Match the string "bowl" against each line below, and copy every line that matches.

Saved entries >>
★ ★ ★ ★
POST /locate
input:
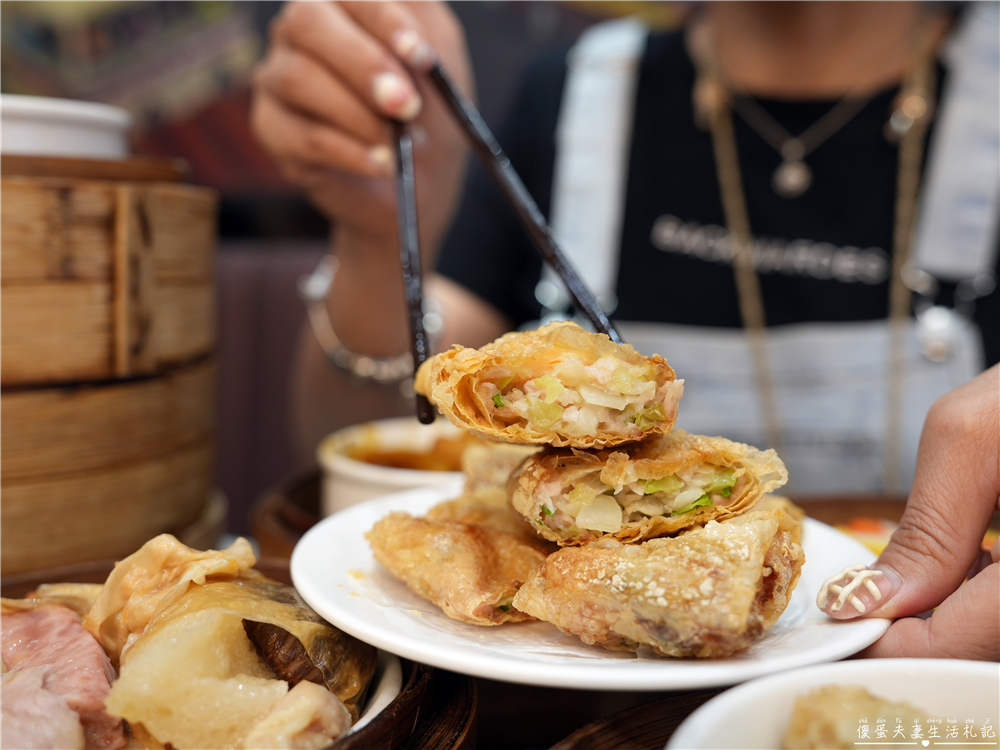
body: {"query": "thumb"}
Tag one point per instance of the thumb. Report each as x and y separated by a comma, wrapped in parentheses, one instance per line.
(953, 497)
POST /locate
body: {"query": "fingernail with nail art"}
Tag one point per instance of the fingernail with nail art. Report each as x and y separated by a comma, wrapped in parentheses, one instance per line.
(853, 591)
(411, 49)
(396, 96)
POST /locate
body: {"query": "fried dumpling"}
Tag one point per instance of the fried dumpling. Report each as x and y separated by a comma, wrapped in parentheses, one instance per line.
(709, 592)
(557, 385)
(489, 508)
(209, 648)
(471, 572)
(487, 465)
(642, 490)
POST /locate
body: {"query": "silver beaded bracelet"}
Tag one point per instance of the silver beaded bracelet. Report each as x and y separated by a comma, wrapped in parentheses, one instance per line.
(313, 290)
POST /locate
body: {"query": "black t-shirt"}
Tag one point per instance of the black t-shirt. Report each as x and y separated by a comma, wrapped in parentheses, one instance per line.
(824, 256)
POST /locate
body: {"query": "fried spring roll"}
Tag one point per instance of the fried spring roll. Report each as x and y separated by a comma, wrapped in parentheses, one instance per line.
(558, 385)
(639, 491)
(469, 571)
(709, 592)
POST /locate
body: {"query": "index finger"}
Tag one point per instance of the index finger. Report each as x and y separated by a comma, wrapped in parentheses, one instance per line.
(953, 497)
(396, 28)
(335, 38)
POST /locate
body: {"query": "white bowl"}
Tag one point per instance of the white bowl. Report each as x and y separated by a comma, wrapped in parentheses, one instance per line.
★ ★ ★ ★
Task result >>
body: {"query": "white bowl"}
Tag one point per instance of the white bowl. Report each as x and y separated by a comma, wrapped in parentheses, one instance per line.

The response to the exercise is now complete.